--- BEGIN Excerpted data ---

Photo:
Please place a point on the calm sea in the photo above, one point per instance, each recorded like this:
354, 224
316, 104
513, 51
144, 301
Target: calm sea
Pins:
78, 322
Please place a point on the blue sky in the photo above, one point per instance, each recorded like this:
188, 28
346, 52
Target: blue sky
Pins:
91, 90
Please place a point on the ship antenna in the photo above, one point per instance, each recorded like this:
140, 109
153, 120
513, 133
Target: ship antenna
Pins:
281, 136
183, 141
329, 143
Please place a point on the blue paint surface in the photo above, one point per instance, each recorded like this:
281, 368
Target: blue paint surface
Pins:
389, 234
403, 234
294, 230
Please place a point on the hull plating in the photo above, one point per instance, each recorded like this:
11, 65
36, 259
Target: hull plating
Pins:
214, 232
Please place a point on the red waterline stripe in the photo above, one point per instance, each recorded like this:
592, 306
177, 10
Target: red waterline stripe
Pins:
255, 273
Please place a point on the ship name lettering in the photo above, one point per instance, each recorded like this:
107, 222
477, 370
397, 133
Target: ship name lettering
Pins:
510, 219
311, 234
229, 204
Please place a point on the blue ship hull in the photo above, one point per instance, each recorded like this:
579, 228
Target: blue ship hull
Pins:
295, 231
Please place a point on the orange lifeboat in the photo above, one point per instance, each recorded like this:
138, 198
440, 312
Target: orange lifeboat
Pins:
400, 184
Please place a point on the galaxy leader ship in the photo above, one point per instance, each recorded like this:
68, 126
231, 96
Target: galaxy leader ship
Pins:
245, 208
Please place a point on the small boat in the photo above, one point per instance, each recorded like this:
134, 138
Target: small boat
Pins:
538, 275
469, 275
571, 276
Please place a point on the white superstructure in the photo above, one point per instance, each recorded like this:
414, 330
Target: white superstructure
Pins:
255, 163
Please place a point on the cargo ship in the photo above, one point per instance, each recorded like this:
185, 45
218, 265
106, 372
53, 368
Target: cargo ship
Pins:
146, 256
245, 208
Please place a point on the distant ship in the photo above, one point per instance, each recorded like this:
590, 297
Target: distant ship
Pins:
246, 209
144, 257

--- END Excerpted data ---

## Challenge:
Rewrite every line of the rows above as a numbered list, skipping any blank lines.

## Result of the exercise:
1. Photo:
2. Please place a point on the calm sea in the photo above, one point per instance, each recorded like this:
3. 354, 224
4. 316, 104
5. 513, 51
6. 144, 301
7. Target: calm sea
8. Pins:
9. 78, 322
10. Please place a point on the blue sky in the photo above, one point per instance, each recorded like this:
11. 188, 28
12. 346, 52
13. Target: blue sky
14. Pins:
15. 91, 90
16. Please place a point on the ship antenna in the photo above, one point per instance, each recorded like this:
17. 140, 109
18. 153, 120
19. 513, 133
20. Target: ship antenna
21. Pins:
22. 281, 136
23. 183, 141
24. 329, 143
25. Please place a point on the blue paint surface in the photo above, one point per instance, each recorded like this:
26. 281, 368
27. Target: blue paint surface
28. Pins:
29. 389, 234
30. 403, 234
31. 294, 230
32. Please place a point on the hull plating in the photo above, one point per instance, each recorded like this:
33. 11, 65
34. 36, 259
35. Target: hull plating
36. Pins:
37. 214, 232
38. Please place a point on the red waterline stripe in the photo above, one point per instance, each recorded like this:
39. 592, 306
40. 177, 10
41. Target: red waterline stripe
42. Pins:
43. 255, 273
44. Please place a point on the ship name lettering in the photo above, one point per instance, each recorded like this:
45. 107, 222
46. 477, 370
47. 397, 133
48. Target: ship name lettering
49. Pins:
50. 510, 219
51. 311, 234
52. 229, 204
53. Please place a point on the blue ship hull in the photo above, one point per instance, each recorded like this:
54. 579, 228
55. Target: blue ship hull
56. Pins:
57. 295, 231
58. Please place a point on the orange lifeboat in the photo above, one point per instance, each recorded like this:
59. 138, 198
60. 440, 312
61. Target: orange lifeboat
62. Pins:
63. 400, 184
64. Please place a point on the galaxy leader ship in the photo above, one point per instance, each recorded like this:
65. 68, 126
66. 231, 96
67. Target: galaxy leader ship
68. Pins:
69. 245, 208
70. Please place a point on the small boat in the photo above, one point per instance, each recorded like this:
71. 134, 138
72. Target: small boat
73. Pins:
74. 538, 275
75. 469, 275
76. 571, 276
77. Please place a point on the white superstructure in the photo above, one point per instance, each recorded like this:
78. 414, 330
79. Target: white superstructure
80. Pins:
81. 255, 163
82. Please place a point on the cargo ship in the photo above, one point per instance, each recorded like this:
83. 185, 45
84. 218, 265
85. 106, 372
86. 53, 368
87. Target: cargo ship
88. Pins:
89. 146, 256
90. 245, 208
91. Please place a point on the distant ship in the photo above, one point per instance, each recorded like this:
92. 590, 297
93. Target: distant ship
94. Pins:
95. 246, 209
96. 144, 257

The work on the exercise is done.